### Your instructions
Please start at the first line of the records beneath and quote each line exactly, ending with the line containing "target | white trim".

[Dataset items]
- - -

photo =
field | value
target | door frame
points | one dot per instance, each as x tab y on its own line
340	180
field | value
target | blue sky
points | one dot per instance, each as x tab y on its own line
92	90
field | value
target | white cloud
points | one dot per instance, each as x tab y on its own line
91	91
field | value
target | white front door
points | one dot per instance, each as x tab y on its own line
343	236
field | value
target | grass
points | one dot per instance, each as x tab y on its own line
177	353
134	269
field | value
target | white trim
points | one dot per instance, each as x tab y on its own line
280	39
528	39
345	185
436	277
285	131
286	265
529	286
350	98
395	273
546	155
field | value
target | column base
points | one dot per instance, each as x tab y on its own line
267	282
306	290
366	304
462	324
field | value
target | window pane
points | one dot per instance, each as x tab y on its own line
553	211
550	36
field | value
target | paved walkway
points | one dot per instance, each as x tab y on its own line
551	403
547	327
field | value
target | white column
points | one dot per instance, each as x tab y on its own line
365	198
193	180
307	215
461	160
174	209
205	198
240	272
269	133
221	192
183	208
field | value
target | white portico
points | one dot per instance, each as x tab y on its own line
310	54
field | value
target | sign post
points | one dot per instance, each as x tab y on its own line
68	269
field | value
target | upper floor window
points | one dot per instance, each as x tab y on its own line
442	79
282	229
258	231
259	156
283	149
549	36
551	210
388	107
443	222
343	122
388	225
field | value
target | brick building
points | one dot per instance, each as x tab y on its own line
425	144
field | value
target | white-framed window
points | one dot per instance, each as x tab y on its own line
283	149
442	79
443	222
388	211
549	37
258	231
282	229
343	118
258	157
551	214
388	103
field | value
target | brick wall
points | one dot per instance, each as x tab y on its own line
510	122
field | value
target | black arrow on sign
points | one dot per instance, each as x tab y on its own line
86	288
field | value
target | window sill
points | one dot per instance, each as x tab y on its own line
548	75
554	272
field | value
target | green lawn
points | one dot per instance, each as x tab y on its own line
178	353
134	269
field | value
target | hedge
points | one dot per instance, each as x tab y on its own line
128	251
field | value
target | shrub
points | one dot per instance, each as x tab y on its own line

- - -

### Solution below
photo =
field | value
target | door frame
points | one dot per instance, each as x tab y on its own line
340	180
field | value
target | blue sky
points | one dot per instance, each as x tab y on its own line
92	90
field | value
target | white cloud
points | one dot per instance, each as x tab y on its own line
91	91
field | value
target | white front door
points | one dot per instance, each as x tab y on its own line
343	236
field | value
target | grass
points | one dot per instance, each as x tab y on its own line
177	353
134	269
field | value
target | white trim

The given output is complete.